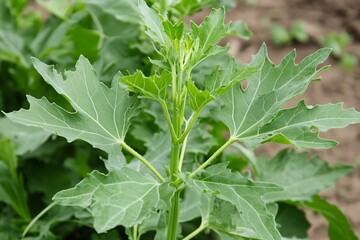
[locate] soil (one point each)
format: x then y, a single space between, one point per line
320 17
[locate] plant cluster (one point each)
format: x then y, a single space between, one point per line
167 169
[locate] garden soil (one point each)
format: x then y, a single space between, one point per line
320 17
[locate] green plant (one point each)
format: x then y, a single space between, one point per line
339 42
168 158
281 36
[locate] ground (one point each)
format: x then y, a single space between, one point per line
320 17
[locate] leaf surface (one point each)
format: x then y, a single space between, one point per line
24 138
122 197
244 194
101 114
254 114
339 226
300 177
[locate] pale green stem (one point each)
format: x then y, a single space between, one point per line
193 119
213 157
143 160
168 119
250 157
37 218
135 232
182 153
196 231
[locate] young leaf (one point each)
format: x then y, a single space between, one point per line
246 112
243 193
24 138
151 19
154 87
300 177
339 226
101 114
123 197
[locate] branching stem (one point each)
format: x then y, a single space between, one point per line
213 157
143 160
196 231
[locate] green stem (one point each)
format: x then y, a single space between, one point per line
143 160
193 119
182 153
250 156
196 231
168 119
37 218
213 157
135 231
173 217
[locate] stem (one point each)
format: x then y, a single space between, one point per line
173 217
143 160
213 157
250 157
168 119
37 218
182 153
135 231
196 231
193 119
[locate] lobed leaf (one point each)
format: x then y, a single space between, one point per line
101 114
154 87
254 115
122 197
244 194
300 177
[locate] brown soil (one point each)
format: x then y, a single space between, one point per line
320 17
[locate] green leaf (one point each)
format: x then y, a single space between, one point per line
243 193
240 29
292 221
198 99
124 197
155 29
24 138
126 10
339 226
211 30
101 114
12 190
300 177
254 115
58 8
296 124
154 87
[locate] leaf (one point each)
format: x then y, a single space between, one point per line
24 138
339 226
126 10
292 222
123 197
242 193
12 190
211 30
240 29
101 114
154 87
151 19
254 115
300 177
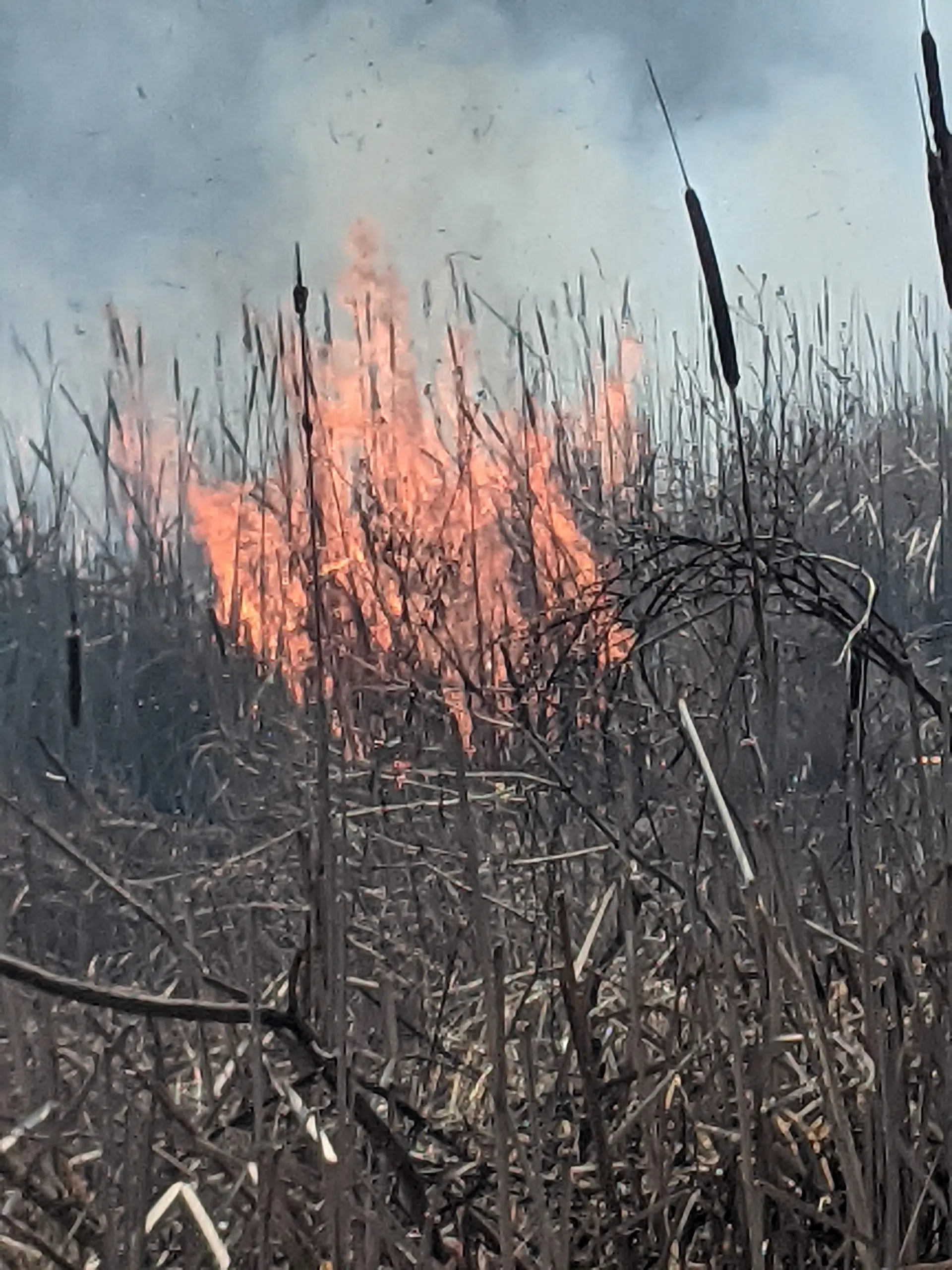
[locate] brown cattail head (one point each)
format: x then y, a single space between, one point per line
##############################
Echo back, word for word, the part that opens with the line containing "[locate] brown cattail head (one point each)" and runs through the end of the items.

[locate] brown cattail head (one point each)
format: x then y, a single space between, one point per line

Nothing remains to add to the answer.